Fragmento proporcionado
Habrá pensado que hay que ver cómo ha cambiado el oficio de rey con el paso de los siglos. Hoy estuvo el monarca visitando los pueblos ribereños del Ebro, sin que nadie le acusara -porque él es el rey- de sobreactuación o de oportunismo. Charló con los alcaldes, saludó a los vecinos, y les dijo que, aunque no está en su mano decidir lo que hay que hacer -–porque él es el rey— cuentan con toda su solidaridad y su ánimo. Pisado el barro, como diría Pedro Sánchez, se volvió Felipe a Zaragoza a visitar el museo Goya y a inaugurar la exposición sobre el rey Fernando. Que en su época, y en la política española, fue la figura clave (mandó mucho más que Rajoy y manejó más información, y casi tanto patrimonio, como el comisario Villarejo) pero quedó eclipsado en la Historia por la esposa, por los yernos y por el nieto.

Ejercicio
Reproduce tal cual el pasaje del fragmento sobre la visita del rey a los pueblos del Ebro que va desde "Habrá pensado que" hasta "por el nieto.".

Datos registrados
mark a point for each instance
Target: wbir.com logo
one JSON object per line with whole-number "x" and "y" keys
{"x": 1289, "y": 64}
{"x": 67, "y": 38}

Resultado del ejercicio
Habrá pensado que hay que ver cómo ha cambiado el oficio de rey con el paso de los siglos. Hoy estuvo el monarca visitando los pueblos ribereños del Ebro, sin que nadie le acusara -porque él es el rey- de sobreactuación o de oportunismo. Charló con los alcaldes, saludó a los vecinos, y les dijo que, aunque no está en su mano decidir lo que hay que hacer -–porque él es el rey— cuentan con toda su solidaridad y su ánimo. Pisado el barro, como diría Pedro Sánchez, se volvió Felipe a Zaragoza a visitar el museo Goya y a inaugurar la exposición sobre el rey Fernando. Que en su época, y en la política española, fue la figura clave (mandó mucho más que Rajoy y manejó más información, y casi tanto patrimonio, como el comisario Villarejo) pero quedó eclipsado en la Historia por la esposa, por los yernos y por el nieto.